DATA
______________________________

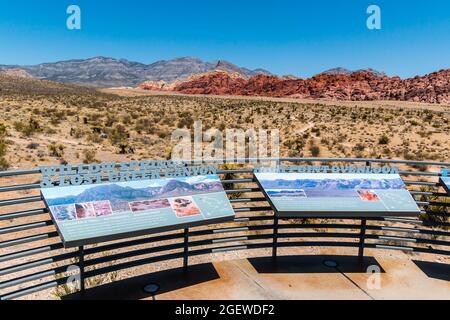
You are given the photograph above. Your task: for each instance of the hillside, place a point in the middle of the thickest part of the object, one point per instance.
(356, 86)
(110, 72)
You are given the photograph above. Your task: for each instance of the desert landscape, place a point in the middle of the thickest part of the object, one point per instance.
(45, 122)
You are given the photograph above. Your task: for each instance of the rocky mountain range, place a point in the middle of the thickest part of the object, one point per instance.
(110, 72)
(357, 86)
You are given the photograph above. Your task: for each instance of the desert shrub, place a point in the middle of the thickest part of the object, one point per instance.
(29, 128)
(315, 150)
(186, 120)
(32, 145)
(89, 156)
(56, 150)
(3, 131)
(3, 148)
(119, 134)
(384, 139)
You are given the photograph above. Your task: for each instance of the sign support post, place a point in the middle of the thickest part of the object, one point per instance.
(186, 249)
(362, 236)
(81, 266)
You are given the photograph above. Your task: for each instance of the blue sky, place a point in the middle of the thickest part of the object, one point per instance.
(285, 36)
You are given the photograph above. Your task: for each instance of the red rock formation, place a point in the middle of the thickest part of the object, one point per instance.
(358, 86)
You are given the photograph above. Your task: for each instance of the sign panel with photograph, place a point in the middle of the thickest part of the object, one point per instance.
(88, 214)
(336, 194)
(445, 180)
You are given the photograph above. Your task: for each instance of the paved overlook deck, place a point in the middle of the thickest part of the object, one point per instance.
(291, 277)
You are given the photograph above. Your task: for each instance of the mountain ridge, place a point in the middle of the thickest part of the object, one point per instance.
(101, 71)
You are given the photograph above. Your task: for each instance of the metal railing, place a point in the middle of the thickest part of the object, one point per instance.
(32, 257)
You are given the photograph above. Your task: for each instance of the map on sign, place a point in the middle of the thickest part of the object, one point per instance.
(336, 194)
(94, 213)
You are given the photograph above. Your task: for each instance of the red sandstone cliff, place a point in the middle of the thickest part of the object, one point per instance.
(359, 86)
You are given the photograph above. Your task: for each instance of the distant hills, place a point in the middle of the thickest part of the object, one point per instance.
(110, 72)
(189, 75)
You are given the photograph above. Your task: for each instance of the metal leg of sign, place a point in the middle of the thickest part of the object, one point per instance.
(362, 237)
(186, 249)
(275, 237)
(81, 266)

______________________________

TASK OBJECTIVE
Retype the data above verbatim, minus images.

OUTPUT FOR THIS EXERCISE
You are given the photograph above. Your task: for each instance of the hillside, place a point in the middle of the thickest part of the object, one point per instance.
(356, 86)
(110, 72)
You are given the photograph above. Your task: for each instance of the desert landscape, place a point in the middle of the thickest part of the object, one point per instance.
(45, 122)
You are given the photograph above. Your task: for each instance of the rocky mountain range, place a point in the middle of the thickest part of the object, one point per instance.
(110, 72)
(357, 86)
You are given the photograph above. Your task: for each instance of the desert shrub, place a point in the middle of the thickest part of the object, one point per instance.
(29, 128)
(315, 150)
(186, 120)
(32, 145)
(89, 156)
(56, 150)
(3, 131)
(3, 148)
(119, 134)
(384, 139)
You are given the photograph above. Your task: for each instance of the sign support post, place a point in the middle of the thickest part of the object, one point per instance.
(186, 249)
(362, 236)
(81, 266)
You are given the photograph above. Your task: for each instance of the blue sky, place a point in the middle of the thickest part of the object, one point per instance.
(285, 36)
You are given the photograph above. Your task: for each instance of the red rock formation, place a point in the middle of the thickest part of the object, one point per instance.
(358, 86)
You are given the photograph above. Your task: for each instance of the sign panel with photograph, place a point in the middle of the thickest part of the object, one point per instance.
(88, 214)
(336, 194)
(445, 180)
You are given the photograph above. Your task: for each instance of the paved overlook deck, place a point in the middle of the thickest part of the object, one point per instance.
(291, 277)
You are given the photograph above. Your task: for each instance of the mountain ridge, place a point in the middle of the thickest part of the object, one point per instance.
(101, 71)
You are given the photograph above. Your task: for each instance of the metal railing, place a point in the middle of the thickest part of the object, one point per instance.
(32, 257)
You are given the photograph above. Your task: for each instance of the map on sign, place a point in the middle of the thickest part of the object, one point per instance.
(336, 194)
(94, 213)
You are given the photograph above. Your task: for each instance of the red sandstone cliff, place a point in the middle of the thickest part of the object, one point per instance.
(359, 86)
You are given the photograph above. Your task: for each instance of the distant hills, place a point in the middle of the thickest part of the object, one point per instance.
(110, 72)
(189, 75)
You are given the photograph above. Your task: for each instance of the metal leg of sign, place a point in the middle of the thickest part of the object, one point per instance.
(362, 237)
(186, 249)
(275, 237)
(81, 266)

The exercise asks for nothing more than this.